Task prompt – Across the entries that follow, tally every line holding the word "house" and reply with the count alone.

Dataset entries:
--- START ---

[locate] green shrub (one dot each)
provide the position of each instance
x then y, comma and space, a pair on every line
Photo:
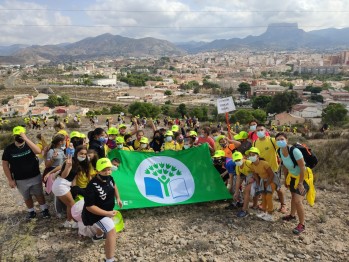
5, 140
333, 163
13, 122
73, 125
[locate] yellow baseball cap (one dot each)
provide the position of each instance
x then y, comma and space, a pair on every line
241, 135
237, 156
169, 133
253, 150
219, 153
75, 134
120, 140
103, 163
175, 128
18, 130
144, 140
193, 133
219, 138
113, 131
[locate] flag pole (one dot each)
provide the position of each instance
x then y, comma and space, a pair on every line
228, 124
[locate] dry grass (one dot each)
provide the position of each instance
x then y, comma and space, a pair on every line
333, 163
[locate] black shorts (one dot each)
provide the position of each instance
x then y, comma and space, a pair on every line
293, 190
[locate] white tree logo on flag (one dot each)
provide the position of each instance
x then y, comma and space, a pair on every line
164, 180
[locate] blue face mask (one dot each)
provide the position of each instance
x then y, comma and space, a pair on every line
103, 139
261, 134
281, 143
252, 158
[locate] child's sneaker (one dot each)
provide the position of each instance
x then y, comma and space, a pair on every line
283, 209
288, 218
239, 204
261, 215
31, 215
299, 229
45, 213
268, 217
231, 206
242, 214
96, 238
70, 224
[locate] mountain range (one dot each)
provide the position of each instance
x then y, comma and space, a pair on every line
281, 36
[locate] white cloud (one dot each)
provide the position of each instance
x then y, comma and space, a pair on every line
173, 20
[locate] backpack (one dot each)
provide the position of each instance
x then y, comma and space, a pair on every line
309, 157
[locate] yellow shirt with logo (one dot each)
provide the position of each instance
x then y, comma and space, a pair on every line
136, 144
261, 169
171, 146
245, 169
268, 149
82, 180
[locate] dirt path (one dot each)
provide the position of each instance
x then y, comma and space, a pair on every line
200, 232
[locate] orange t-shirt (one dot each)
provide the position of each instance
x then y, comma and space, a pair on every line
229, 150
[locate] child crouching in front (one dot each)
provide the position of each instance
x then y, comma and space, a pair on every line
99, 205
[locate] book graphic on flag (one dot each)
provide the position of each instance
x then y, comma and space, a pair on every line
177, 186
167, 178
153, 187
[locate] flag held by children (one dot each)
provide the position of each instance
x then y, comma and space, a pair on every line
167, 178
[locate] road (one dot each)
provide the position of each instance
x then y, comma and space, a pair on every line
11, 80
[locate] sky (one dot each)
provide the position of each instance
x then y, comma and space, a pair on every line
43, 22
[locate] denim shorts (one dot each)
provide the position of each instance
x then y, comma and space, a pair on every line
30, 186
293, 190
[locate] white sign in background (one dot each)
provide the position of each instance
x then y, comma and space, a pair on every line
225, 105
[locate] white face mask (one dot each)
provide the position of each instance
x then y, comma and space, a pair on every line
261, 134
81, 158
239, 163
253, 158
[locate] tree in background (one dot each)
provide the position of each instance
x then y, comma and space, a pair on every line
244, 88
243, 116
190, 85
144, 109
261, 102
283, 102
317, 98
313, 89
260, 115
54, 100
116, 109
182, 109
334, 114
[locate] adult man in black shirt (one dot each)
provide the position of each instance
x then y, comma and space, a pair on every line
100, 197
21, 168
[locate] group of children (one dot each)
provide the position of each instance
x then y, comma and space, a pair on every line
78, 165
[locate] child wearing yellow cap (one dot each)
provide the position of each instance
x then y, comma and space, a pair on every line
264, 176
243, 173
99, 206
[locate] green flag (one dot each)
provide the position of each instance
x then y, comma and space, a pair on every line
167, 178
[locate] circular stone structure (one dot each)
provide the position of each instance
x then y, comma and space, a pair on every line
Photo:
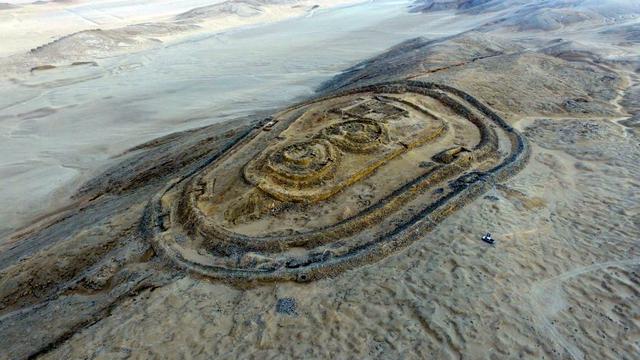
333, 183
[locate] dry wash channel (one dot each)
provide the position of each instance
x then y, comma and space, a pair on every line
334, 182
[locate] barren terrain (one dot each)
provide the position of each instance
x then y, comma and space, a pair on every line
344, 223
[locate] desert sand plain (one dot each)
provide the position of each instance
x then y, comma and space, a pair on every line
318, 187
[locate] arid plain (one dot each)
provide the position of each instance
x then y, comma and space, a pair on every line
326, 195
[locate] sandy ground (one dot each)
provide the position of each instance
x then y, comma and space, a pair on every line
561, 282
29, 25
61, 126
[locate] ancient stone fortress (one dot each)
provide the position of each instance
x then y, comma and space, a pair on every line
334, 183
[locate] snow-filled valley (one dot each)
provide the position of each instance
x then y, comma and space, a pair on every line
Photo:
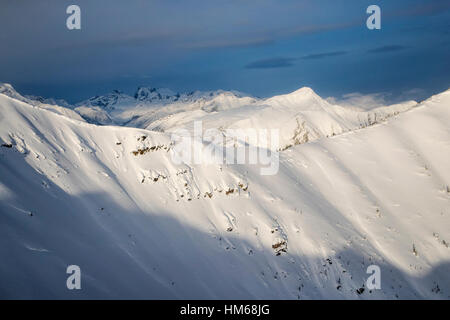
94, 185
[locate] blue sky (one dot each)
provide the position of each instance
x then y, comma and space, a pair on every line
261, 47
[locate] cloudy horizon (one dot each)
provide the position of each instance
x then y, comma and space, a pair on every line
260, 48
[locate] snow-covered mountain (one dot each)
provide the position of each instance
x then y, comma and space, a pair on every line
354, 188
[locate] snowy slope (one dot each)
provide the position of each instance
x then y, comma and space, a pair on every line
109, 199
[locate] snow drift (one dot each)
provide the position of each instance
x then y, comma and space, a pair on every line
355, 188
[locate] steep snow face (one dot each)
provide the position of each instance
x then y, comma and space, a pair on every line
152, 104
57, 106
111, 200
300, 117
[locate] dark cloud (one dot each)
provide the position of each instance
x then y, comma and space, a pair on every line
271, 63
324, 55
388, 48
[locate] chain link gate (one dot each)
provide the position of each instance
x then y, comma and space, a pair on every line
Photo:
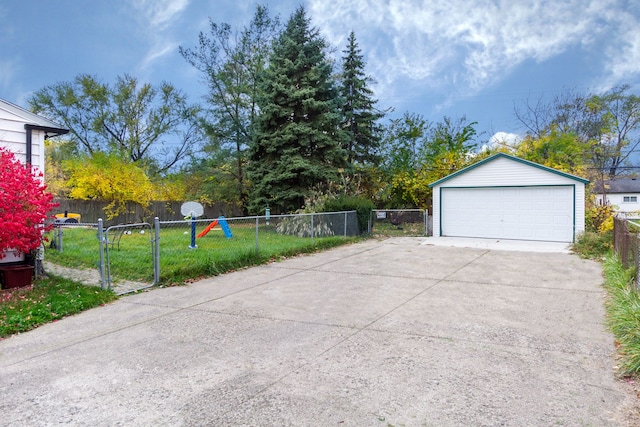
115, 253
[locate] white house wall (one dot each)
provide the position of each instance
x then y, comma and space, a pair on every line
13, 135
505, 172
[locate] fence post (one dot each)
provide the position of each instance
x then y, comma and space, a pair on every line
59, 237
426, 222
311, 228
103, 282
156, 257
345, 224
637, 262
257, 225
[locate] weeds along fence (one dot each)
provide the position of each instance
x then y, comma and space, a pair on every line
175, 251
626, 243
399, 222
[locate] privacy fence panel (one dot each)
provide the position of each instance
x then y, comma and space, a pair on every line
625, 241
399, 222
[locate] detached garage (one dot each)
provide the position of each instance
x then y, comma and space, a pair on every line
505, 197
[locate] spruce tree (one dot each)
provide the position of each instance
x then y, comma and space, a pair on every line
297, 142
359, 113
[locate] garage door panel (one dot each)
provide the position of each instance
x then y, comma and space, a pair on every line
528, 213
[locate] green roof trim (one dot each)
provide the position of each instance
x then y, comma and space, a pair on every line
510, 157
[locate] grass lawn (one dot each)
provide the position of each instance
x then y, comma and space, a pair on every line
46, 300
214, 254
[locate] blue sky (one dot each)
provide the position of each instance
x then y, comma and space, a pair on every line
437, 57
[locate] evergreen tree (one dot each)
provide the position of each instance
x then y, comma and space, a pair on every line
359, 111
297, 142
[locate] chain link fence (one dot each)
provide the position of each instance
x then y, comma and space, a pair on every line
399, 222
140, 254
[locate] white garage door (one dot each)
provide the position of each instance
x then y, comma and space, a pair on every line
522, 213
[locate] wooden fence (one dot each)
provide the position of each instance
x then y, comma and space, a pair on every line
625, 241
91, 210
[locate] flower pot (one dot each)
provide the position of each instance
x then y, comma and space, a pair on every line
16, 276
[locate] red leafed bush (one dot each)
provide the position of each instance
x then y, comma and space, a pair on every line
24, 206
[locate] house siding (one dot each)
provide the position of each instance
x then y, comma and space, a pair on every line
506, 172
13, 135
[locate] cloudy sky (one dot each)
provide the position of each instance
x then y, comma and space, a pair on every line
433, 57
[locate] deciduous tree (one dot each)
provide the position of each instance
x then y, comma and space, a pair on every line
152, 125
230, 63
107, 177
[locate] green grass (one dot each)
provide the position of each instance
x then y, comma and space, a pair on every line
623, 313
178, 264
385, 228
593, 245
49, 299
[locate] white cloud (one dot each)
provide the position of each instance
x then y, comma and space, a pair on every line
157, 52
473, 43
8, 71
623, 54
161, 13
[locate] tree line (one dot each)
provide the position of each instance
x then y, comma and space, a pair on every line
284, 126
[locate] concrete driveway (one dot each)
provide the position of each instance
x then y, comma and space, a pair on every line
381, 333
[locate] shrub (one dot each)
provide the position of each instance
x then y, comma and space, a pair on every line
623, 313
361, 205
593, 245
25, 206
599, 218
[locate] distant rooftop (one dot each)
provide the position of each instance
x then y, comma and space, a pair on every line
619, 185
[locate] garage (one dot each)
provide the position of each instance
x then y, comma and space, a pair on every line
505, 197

--- END ---

Response for this exercise – 2